Write out every single entry exactly.

— Start of Given records —

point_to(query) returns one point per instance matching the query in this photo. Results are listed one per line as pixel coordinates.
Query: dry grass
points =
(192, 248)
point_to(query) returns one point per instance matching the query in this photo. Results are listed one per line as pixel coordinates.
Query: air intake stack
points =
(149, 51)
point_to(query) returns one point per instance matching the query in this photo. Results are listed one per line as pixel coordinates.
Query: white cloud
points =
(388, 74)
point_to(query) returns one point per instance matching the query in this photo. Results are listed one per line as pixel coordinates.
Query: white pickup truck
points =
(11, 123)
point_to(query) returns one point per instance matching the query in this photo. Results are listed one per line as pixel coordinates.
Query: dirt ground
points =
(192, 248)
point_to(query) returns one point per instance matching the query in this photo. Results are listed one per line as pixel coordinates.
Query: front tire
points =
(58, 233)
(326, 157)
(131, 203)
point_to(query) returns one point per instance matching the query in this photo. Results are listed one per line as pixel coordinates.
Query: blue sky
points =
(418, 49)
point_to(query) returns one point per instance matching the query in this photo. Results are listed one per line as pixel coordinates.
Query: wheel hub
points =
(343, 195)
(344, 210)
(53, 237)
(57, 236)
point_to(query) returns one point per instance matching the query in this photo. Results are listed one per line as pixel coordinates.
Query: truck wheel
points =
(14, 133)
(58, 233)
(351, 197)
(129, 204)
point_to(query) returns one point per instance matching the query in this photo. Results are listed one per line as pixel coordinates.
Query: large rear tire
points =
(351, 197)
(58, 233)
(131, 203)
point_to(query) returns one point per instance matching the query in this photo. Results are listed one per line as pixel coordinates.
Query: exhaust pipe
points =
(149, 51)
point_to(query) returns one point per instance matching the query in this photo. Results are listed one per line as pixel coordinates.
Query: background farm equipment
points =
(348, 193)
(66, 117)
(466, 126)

— End of Given records —

_Result_:
point_to(query) returns one point per instance matching the query in this photo. Results are listed one per line as pixel coordinates.
Query: dry grass
points =
(192, 248)
point_to(query) returns one point per instance matching the query in this photo. Results are listed one per line as pixel coordinates.
Query: air intake stack
points =
(149, 51)
point_to(query) returns one point per instance matching the query in this photo. Results are listed one per line as pixel coordinates.
Query: white cloud
points =
(388, 74)
point_to(query) returns one point per instance matching the query in this photo. Results are listed one per line as pixel coordinates.
Query: white pickup truck
points =
(11, 123)
point_to(query) returns one point per instance matching the query in this photo. Results are listed one per line as pixel coordinates.
Query: dirt ground
points =
(192, 248)
point_to(query) returns one point per instance matching the query in this photo. Results are listed one per line as pixel coordinates.
Query: front tire
points =
(58, 233)
(326, 157)
(131, 203)
point_to(query) returns one point per instance matching the query in this photo. Results are listed one per line as pixel coordinates.
Query: blue sky
points =
(418, 49)
point_to(query) returns one point per instance matching the query in this photo. Results are listed one per line as pixel coordinates.
Query: wheel hub
points =
(343, 195)
(344, 210)
(53, 237)
(57, 236)
point_to(query) returns one point per instance matching the query in this photo. Results are listed one per line as pixel coordinates.
Query: truck wheel
points =
(14, 133)
(58, 233)
(351, 197)
(129, 204)
point_to(query) returns one point per instance matching the query in this photo. Results are listed one per line as pixel coordinates.
Query: large rear tire
points =
(351, 197)
(58, 233)
(131, 203)
point_to(query) returns one point per instance matching the query in this photo. Results are listed one per line as pixel coordinates.
Query: exhaust pipe
points =
(149, 51)
point_to(query) returns one point per instance matching the query in this photo. Results are listed one per line as pixel coordinates.
Query: background farm equipment
points =
(348, 193)
(66, 117)
(466, 126)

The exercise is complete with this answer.